WHAT TO PRODUCE:
Repeat the entire listing exactly.

________________________________________

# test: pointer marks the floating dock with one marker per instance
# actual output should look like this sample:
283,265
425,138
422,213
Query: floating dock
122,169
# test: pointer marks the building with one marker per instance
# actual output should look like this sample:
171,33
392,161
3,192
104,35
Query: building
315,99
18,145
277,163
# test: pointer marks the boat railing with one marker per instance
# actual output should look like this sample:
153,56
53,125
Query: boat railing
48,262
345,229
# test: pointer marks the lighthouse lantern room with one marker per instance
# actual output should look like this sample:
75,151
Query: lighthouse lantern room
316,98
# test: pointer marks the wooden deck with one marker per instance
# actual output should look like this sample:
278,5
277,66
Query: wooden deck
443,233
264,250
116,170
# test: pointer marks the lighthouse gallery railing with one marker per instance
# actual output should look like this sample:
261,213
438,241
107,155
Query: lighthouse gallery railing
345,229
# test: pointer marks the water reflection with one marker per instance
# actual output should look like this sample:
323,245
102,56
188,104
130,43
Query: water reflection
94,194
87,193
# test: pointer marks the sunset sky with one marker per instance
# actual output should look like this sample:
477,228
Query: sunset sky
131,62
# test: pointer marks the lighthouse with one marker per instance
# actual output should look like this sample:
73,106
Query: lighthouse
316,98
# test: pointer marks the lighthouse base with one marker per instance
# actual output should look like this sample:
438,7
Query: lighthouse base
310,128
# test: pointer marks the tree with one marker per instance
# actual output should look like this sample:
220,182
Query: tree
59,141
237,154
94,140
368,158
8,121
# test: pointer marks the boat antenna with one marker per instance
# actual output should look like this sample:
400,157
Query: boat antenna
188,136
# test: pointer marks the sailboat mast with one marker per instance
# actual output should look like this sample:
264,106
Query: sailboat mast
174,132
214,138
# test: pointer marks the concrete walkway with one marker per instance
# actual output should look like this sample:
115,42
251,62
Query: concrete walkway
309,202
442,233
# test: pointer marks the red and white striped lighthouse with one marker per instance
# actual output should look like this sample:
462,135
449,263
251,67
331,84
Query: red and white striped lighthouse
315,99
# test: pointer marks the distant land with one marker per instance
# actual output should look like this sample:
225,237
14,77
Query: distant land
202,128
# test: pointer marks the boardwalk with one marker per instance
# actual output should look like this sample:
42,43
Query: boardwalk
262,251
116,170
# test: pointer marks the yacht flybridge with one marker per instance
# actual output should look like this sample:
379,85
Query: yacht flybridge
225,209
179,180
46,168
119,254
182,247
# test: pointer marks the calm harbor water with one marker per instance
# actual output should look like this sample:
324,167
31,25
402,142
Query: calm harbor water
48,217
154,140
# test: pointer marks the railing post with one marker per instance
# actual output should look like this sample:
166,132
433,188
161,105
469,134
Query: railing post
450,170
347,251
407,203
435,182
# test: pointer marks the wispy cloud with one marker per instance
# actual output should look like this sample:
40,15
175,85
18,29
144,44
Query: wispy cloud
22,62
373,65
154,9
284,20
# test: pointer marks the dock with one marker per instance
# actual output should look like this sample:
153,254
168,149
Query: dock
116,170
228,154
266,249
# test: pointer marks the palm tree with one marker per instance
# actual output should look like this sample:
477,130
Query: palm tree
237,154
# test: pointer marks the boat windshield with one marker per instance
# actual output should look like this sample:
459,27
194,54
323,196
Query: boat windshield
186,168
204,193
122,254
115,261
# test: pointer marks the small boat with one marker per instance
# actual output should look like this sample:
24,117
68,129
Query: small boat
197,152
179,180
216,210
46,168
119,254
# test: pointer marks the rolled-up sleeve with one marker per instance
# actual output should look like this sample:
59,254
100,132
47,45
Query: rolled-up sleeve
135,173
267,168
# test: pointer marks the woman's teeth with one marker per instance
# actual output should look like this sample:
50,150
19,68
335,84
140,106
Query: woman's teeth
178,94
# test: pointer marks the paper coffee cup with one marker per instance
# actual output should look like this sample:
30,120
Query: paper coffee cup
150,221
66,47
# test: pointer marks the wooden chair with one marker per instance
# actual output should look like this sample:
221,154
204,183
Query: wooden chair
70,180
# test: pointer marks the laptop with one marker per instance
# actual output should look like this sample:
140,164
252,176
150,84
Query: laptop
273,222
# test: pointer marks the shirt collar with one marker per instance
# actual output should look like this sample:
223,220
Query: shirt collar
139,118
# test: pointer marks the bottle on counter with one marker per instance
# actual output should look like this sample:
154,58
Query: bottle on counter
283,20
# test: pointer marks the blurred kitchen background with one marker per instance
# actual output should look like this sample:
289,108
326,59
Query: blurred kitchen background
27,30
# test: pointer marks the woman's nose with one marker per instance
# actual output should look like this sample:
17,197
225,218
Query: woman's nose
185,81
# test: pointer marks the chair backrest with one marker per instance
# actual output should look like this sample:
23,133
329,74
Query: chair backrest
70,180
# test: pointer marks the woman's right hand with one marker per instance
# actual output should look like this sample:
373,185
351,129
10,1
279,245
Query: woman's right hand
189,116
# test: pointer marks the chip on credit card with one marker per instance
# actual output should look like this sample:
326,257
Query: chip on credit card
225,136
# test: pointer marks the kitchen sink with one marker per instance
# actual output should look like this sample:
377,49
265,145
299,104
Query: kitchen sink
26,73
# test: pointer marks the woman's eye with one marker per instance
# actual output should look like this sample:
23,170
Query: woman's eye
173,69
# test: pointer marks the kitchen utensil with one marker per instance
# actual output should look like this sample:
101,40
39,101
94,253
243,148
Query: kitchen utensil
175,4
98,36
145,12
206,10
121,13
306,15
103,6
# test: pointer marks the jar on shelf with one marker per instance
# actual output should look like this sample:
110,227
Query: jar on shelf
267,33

________________________________________

RESPONSE TO THIS EXERCISE:
# test: pointer marks the floating dock with one marker per instance
# actual output should look like this sample:
283,265
425,138
422,213
Query: floating dock
122,169
# test: pointer marks the building with one marker per instance
# actual output should look like this sample:
171,33
392,161
3,192
104,35
Query: building
315,99
18,145
277,163
# test: pointer marks the boat railing with one marker per instance
# actual output should look like this sample:
153,56
53,125
Query: boat railing
48,262
345,229
# test: pointer marks the lighthouse lantern room with one marker per instance
# actual output should look like this sample:
75,151
Query: lighthouse lantern room
316,98
# test: pointer marks the wooden deck with one marker per instance
# actual output should look like this sample:
278,5
277,66
Query: wooden deck
443,233
264,250
116,170
# test: pointer marks the lighthouse gallery railing with one marker per instance
# actual output should look like this sample:
261,213
438,241
107,155
Query: lighthouse gallery railing
345,229
# test: pointer marks the water reflection with one marker per instance
# actual output should look like this sample:
323,245
102,56
188,104
130,43
Query: water reflection
94,194
87,193
# test: pointer marks the sunset sky with one marker per instance
# actual output should look like this sample:
477,228
Query: sunset sky
131,62
# test: pointer marks the lighthouse with one marker per instance
# actual output should look like this sample:
73,106
Query: lighthouse
316,98
# test: pointer marks the lighthouse base with one marker per instance
# actual output should look like this sample:
438,7
Query: lighthouse base
310,128
# test: pointer marks the tree with one marker per instance
# actual output should look like this sample:
220,182
Query: tree
59,141
237,154
94,140
368,158
8,121
# test: pointer marks the boat antenna with one marker per instance
# actual output should look like this sample:
400,157
Query: boat antenna
188,136
# test: pointer marks the sailboat mast with one marker per instance
# actual output should look like this sample:
264,106
Query: sailboat mast
174,132
214,138
# test: pointer marks the concrete walkway with one marker per instance
# actual output should look like this sample:
115,42
251,62
Query: concrete walkway
309,202
442,233
# test: pointer marks the red and white striped lighthouse with one marker per instance
# actual output should look like this sample:
462,135
449,263
251,67
331,84
Query: red and white striped lighthouse
315,99
# test: pointer marks the distant land with one marker per instance
# actual output should look like this sample:
225,237
14,77
Query: distant land
202,128
# test: pointer marks the boardwalk with one marker per instance
# actual output should look like this sample:
42,43
Query: boardwalk
262,251
116,170
# test: pointer marks the yacht flybridge with one marker per instance
# actual output should look like this sample:
379,85
Query: yacht flybridge
225,209
179,180
46,168
119,254
182,247
# test: pointer marks the calm harbor water with one marker per instance
# actual output should look like this sample:
324,167
31,25
402,142
Query: calm harbor water
48,217
154,140
# test: pointer marks the railing post with one marker per instance
# actual output should look like this sample:
166,132
433,188
161,105
469,134
Query: railing post
450,170
347,251
407,203
435,182
# test: pointer marks the wispy cloud with one marker per instance
# actual output should look like this sample:
40,15
175,85
18,29
144,44
Query: wispy cloud
22,62
373,65
154,9
284,20
# test: pointer marks the dock with one marker per instance
# actual output should look like this sample:
153,254
168,149
Query: dock
116,170
228,154
266,249
# test: pointer marks the palm tree with one marker per instance
# actual output should look like this sample:
477,130
Query: palm tree
237,154
# test: pointer marks the boat windshield with one marker per instance
# actual output should look like this sample:
459,27
194,54
323,196
Query: boat windshield
186,168
204,193
122,254
115,261
# test: pointer marks the small boat with one marker per instance
# actual output should look like this sample:
24,117
68,129
Query: small boat
197,152
179,180
216,210
46,168
119,254
# test: pointer marks the rolled-up sleeve with one marker per instance
# actual output should look like this sample:
59,254
100,132
47,45
Query: rolled-up sleeve
135,173
267,168
# test: pointer marks the woman's teeth with one marker per instance
# actual output should look like this sample:
50,150
19,68
335,84
140,106
Query: woman's teeth
178,94
# test: pointer marks the paper coffee cup with one marker per instance
# actual output should look like this sample:
30,120
Query: paper coffee cup
150,221
66,47
# test: pointer marks the wooden chair with one marker per instance
# actual output should look like this sample:
221,154
204,183
Query: wooden chair
70,180
# test: pointer marks the laptop with one marker per instance
# actual output should look like this sample:
140,164
252,176
150,84
Query: laptop
273,222
# test: pointer marks the shirt collar with one marker per instance
# actual output should look like this sample:
223,220
Query: shirt collar
139,118
# test: pointer marks the bottle on counter with one marker per instance
# actual output should look like this sample:
154,58
Query: bottle on counter
283,20
# test: pointer marks the blurred kitchen background with one marker per instance
# actual output should look like this sample:
289,108
326,59
Query: blurred kitchen background
27,30
# test: pointer marks the woman's nose with one marker per instance
# actual output should look like this sample:
17,197
225,218
Query: woman's nose
185,81
# test: pointer marks the chair backrest with one marker per instance
# actual output should look like this sample:
23,133
329,74
Query: chair backrest
70,180
# test: pointer marks the woman's right hand with one marker per instance
# actual output should look like this sample:
373,185
351,129
10,1
279,245
Query: woman's right hand
189,116
# test: pointer marks the chip on credit card with one marker per instance
# actual output should look like this sample:
326,257
Query: chip on credit card
225,136
# test: pointer marks the kitchen sink with one marker per instance
# actual output should look like this sample:
377,49
265,145
299,104
Query: kitchen sink
26,73
# test: pointer marks the woman's eye with one marker per instance
# actual output should look like this sample:
23,170
Query: woman's eye
173,69
# test: pointer marks the kitchen utensil with one marker per instance
# actual output should look like this sample:
101,40
39,101
94,253
243,148
Query: kitchen utensil
175,4
98,36
145,12
206,10
121,13
306,15
103,6
# test: pointer marks the jar on shelf with one marker per instance
# actual output should look like this sample:
110,227
Query: jar on shelf
267,33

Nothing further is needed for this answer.